*Aim:* Return unchanged the lines of the records that begin at the line containing "The function MUST return, for every instance of the white" and stop after the line containing "Query: white cloud".

*Entries provided:*
((

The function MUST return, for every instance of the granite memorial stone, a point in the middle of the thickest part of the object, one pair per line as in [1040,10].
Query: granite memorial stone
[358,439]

))
((

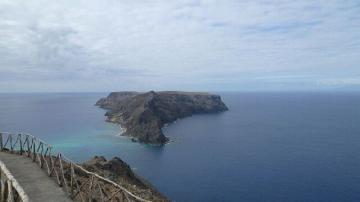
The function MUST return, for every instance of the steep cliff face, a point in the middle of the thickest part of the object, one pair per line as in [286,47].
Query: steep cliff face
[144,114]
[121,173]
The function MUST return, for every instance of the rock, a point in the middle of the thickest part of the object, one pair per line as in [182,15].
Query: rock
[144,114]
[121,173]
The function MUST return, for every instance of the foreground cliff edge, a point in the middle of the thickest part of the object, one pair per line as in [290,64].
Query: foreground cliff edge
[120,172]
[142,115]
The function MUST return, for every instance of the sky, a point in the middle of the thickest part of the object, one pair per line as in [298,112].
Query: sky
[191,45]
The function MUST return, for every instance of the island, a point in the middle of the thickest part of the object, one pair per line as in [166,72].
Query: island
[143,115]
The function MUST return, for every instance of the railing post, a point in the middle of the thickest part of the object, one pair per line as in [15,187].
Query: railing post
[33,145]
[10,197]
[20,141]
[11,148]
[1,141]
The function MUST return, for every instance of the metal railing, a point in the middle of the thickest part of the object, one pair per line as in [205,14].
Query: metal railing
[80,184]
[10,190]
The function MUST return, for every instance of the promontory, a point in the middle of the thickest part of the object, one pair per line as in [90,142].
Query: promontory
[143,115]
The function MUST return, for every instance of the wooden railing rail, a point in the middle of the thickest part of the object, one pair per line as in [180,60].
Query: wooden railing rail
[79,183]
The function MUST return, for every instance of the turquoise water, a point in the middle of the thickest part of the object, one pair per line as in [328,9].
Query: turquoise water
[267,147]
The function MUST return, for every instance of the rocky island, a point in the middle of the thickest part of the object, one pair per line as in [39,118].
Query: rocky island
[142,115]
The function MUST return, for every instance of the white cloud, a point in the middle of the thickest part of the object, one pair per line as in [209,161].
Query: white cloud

))

*Written solution:*
The function MUST return, for every instance of the white cloud, a point in the middle of the thickest part of the object, one pair per line as in [209,161].
Query: white cloud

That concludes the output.